◆ Given exercise
Your task is to transcribe the entries below exactly, beginning with the line containing "Target: truck cab" and ending with the final line, and to add nothing else.

[Named-object pointing records]
★ ★ ★ ★ ★

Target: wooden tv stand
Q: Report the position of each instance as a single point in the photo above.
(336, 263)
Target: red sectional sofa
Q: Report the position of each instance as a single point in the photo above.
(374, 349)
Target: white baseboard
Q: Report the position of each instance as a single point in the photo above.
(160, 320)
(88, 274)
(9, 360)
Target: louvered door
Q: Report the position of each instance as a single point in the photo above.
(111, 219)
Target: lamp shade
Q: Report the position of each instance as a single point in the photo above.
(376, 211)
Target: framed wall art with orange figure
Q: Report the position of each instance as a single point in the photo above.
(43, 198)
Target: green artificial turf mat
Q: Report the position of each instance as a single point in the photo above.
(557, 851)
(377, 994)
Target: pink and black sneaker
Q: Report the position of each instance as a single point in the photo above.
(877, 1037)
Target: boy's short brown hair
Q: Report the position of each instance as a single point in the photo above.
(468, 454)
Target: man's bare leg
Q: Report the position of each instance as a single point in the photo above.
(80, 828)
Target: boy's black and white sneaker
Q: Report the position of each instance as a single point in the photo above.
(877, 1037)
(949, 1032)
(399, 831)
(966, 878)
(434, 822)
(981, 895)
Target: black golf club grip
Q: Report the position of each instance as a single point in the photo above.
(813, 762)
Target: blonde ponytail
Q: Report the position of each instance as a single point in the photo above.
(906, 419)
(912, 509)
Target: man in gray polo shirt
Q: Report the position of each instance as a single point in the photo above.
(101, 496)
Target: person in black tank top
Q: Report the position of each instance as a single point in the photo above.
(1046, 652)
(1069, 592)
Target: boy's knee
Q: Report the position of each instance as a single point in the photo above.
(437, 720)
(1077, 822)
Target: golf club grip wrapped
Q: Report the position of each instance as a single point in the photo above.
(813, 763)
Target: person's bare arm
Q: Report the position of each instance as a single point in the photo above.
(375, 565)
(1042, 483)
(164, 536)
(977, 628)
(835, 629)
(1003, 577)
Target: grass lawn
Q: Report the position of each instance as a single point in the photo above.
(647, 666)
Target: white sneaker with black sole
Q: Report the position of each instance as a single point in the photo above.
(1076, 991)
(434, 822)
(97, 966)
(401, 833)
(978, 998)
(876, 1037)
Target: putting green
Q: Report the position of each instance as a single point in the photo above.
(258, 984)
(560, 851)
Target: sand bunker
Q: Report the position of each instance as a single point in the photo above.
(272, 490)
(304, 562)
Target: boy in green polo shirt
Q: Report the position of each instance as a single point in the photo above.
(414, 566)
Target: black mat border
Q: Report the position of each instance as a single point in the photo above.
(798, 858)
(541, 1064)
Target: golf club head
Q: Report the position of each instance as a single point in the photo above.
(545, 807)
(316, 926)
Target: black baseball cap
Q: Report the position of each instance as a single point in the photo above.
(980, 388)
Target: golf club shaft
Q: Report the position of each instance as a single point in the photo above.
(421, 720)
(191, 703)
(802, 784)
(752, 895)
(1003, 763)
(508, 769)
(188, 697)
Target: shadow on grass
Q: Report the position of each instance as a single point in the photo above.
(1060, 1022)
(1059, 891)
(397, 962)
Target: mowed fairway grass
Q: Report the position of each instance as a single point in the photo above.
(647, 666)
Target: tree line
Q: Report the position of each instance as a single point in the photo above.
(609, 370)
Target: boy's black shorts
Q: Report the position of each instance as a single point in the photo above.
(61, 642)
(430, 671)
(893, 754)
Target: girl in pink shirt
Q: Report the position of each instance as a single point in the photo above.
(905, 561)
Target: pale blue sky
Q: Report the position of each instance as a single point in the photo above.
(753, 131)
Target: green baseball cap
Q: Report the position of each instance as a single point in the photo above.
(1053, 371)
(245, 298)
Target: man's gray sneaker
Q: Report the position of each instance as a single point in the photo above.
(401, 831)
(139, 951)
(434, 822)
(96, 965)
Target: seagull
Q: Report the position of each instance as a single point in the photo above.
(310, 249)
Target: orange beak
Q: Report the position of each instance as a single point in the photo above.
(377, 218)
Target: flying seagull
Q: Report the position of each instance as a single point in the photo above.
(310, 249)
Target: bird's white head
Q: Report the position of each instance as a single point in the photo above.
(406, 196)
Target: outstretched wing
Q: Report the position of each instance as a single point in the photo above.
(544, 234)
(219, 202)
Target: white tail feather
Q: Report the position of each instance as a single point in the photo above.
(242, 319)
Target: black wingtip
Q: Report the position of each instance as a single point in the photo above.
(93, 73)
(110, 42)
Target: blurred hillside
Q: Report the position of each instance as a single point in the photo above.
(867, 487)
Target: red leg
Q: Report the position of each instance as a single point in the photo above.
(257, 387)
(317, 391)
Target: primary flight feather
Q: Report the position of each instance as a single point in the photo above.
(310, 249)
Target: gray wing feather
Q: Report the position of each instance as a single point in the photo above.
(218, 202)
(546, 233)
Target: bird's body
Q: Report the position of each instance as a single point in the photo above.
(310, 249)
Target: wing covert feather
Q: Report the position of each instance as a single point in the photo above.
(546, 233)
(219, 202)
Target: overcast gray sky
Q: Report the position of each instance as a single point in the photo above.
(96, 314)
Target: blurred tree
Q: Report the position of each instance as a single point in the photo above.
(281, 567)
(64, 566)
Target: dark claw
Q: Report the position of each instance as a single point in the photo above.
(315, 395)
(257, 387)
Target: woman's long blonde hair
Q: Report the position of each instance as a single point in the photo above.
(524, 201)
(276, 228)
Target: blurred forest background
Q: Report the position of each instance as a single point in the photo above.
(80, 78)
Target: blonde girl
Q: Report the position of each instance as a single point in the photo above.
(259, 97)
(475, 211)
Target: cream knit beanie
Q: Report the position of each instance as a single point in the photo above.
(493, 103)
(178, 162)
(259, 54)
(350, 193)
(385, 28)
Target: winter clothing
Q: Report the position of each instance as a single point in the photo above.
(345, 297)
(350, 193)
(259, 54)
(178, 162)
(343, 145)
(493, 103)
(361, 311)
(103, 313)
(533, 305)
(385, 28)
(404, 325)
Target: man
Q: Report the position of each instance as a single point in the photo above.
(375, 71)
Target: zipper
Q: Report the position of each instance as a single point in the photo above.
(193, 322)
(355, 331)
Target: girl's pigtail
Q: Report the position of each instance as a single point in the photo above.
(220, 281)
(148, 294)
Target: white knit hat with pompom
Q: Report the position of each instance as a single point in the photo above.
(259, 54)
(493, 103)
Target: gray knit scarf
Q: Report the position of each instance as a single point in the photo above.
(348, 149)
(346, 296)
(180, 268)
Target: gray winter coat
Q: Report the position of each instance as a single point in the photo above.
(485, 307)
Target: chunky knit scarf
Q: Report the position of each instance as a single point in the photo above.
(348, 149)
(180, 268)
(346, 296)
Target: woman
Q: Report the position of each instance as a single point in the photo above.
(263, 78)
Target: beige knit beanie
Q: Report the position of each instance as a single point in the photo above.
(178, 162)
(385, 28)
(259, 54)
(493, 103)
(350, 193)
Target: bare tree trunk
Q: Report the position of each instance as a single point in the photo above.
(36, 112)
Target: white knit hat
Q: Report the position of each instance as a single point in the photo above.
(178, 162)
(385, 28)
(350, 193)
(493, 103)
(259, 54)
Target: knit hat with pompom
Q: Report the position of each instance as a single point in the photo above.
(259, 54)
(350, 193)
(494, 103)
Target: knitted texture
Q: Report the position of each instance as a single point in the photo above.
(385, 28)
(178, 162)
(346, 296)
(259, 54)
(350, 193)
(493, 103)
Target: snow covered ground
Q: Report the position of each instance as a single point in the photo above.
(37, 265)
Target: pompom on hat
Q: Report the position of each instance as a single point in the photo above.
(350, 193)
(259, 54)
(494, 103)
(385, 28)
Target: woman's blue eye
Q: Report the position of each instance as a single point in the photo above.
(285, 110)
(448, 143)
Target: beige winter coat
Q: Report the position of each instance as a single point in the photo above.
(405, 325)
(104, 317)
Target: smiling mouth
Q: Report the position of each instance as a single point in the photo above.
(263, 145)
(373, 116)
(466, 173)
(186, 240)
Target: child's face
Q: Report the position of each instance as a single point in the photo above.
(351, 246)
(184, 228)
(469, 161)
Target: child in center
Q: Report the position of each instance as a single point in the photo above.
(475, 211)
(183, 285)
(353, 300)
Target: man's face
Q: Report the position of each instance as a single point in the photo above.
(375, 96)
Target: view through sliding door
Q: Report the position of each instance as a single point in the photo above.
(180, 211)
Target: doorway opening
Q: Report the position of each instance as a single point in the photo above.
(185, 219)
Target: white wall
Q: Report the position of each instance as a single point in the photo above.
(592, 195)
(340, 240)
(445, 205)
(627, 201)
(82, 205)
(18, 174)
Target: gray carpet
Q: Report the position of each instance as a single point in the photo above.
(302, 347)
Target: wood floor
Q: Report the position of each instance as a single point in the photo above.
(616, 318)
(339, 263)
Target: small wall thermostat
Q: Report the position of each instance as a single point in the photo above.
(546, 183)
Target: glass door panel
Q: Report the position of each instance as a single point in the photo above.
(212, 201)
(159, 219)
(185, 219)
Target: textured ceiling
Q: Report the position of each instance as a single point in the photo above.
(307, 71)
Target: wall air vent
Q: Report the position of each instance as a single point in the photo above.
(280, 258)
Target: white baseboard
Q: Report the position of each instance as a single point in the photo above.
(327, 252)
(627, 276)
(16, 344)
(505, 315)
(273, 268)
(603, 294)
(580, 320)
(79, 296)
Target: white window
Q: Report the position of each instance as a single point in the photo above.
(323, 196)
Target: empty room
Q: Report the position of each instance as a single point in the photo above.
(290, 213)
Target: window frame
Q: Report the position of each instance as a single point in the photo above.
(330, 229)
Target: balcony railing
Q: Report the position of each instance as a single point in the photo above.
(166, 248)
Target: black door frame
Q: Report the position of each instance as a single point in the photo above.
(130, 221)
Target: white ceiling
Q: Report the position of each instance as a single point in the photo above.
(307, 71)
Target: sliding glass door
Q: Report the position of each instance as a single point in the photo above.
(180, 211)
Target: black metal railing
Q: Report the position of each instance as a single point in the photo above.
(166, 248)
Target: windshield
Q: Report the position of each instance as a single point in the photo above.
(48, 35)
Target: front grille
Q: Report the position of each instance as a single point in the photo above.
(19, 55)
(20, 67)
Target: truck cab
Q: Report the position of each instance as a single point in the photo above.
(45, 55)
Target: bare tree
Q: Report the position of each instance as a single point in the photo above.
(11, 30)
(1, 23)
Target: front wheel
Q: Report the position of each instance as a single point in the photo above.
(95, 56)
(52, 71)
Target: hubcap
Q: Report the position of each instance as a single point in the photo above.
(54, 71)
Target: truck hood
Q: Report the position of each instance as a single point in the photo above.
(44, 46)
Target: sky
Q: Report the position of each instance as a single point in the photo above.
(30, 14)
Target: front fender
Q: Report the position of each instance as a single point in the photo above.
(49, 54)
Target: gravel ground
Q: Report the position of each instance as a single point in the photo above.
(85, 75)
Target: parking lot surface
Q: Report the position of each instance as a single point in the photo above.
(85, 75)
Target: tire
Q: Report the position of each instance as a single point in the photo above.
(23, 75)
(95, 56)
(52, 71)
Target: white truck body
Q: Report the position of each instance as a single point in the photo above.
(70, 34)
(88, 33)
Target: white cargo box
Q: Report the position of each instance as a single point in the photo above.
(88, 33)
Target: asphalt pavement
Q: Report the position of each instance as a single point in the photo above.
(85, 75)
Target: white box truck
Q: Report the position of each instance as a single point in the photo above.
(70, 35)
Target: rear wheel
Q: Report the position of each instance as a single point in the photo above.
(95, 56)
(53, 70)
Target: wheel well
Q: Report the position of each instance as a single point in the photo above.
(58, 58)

★ ★ ★ ★ ★

◆ Solution for this exercise
Target: truck cab
Q: Report the position of each instance as a single point in the photo above.
(45, 55)
Target: bare tree
Q: Report the position of each instance as a single point in the photo above.
(11, 30)
(1, 23)
Target: front wheel
Q: Report the position of each instance as a single point in the photo above.
(95, 56)
(52, 71)
Target: hubcap
Q: Report the position of each instance as a single point in the photo above.
(54, 71)
Target: truck hood
Q: Report the position of each instance as a single point in the photo above.
(44, 46)
Target: sky
Q: Report the position of each instance as a single point in the photo above.
(30, 14)
Target: front fender
Q: Report the position of each instance as a single point in the photo above.
(49, 54)
Target: gravel ground
Q: Report the position of each instance as a single point in the photo above.
(85, 75)
Target: parking lot surface
Q: Report the position of each instance as a single point in the photo above.
(85, 75)
Target: tire
Q: Report the position of each instance as a single point in the photo above.
(23, 75)
(95, 56)
(52, 71)
Target: white truck body
Q: Report the position of each instance as a single point in the photo above.
(70, 34)
(88, 33)
Target: white cargo box
Q: Report the position of each instance as a single point in the photo above.
(88, 33)
Target: asphalt pavement
Q: Report the position of each instance as a single point in the photo above.
(85, 75)
Target: white box truck
Q: Report the position of each instance as a single point in the photo above.
(70, 35)
Target: rear wheel
Q: Report the position of each instance as a single point in the photo above.
(95, 56)
(53, 70)
Target: wheel well
Q: Report the position of each instance as a single point in the photo above.
(58, 58)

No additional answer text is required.